**Testo fornito**
┄┄┄┄┄┄┄┄┄┄

LA PREPARAZIONE DEL TERRENO PER L’IMPIANTO DELL’ULIVO

la preparazione del terreno per l'impianto dell'ulivo

Con il termine di tecniche di preparazione del terreno si fa riferimento a tutta una serie di operazioni che precedono la messa a dimora delle piante di ulivo e sono finalizzate alla preparazione di una idonea base agronomica sulla quale insediare la coltura.

Con la preparazione del terreno si deve avere come obiettivo il ripristino della fertilità del suolo al fine di assicurare un regolare accrescimento alla coltura che ha durata pluriennale.

LE OPERAZIONI DI PREPARAZIONE DEL TERRENO

Le operazioni di preparazione del terreno vanno eseguite quando le condizioni di clima e di umidità del suolo sono più favorevoli e quindi normalmente durante l’estate precedente l’impianto e devono interessare l’intera superficie.

┄┄┄┄┄┄┄┄┄┄

**Consegna**
Stabilisci se ciascuna affermazione concorda con il testo sulla preparazione del terreno per l'ulivo, rispondendo sì o no e citando le parole del testo che lo decidono: (a) le operazioni di preparazione del terreno si eseguono di norma nell'estate che precede l'impianto; (b) le operazioni possono riguardare solo una parte della superficie; (c) uno degli obiettivi della preparazione del terreno è ripristinare la fertilità del suolo. Per svolgere questo esercizio l'elenco non serve.

**Contenuto del dataset**
┄┄┄┄┄┄┄┄┄┄

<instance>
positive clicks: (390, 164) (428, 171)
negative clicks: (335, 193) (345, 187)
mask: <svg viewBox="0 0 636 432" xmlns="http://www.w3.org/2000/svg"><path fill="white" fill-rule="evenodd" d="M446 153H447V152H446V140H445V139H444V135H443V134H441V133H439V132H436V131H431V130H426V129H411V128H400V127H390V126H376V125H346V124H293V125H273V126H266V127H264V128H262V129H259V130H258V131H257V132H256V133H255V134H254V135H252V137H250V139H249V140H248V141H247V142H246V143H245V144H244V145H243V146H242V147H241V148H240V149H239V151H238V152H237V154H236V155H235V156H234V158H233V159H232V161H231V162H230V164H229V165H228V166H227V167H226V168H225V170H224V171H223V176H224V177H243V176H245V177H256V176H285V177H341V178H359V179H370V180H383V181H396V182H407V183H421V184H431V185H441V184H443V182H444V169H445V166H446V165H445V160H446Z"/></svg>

┄┄┄┄┄┄┄┄┄┄

**Soluzione**
(a) Sì: «normalmente durante l’estate precedente l’impianto».
(b) No: «devono interessare l’intera superficie».
(c) Sì: «il ripristino della fertilità del suolo».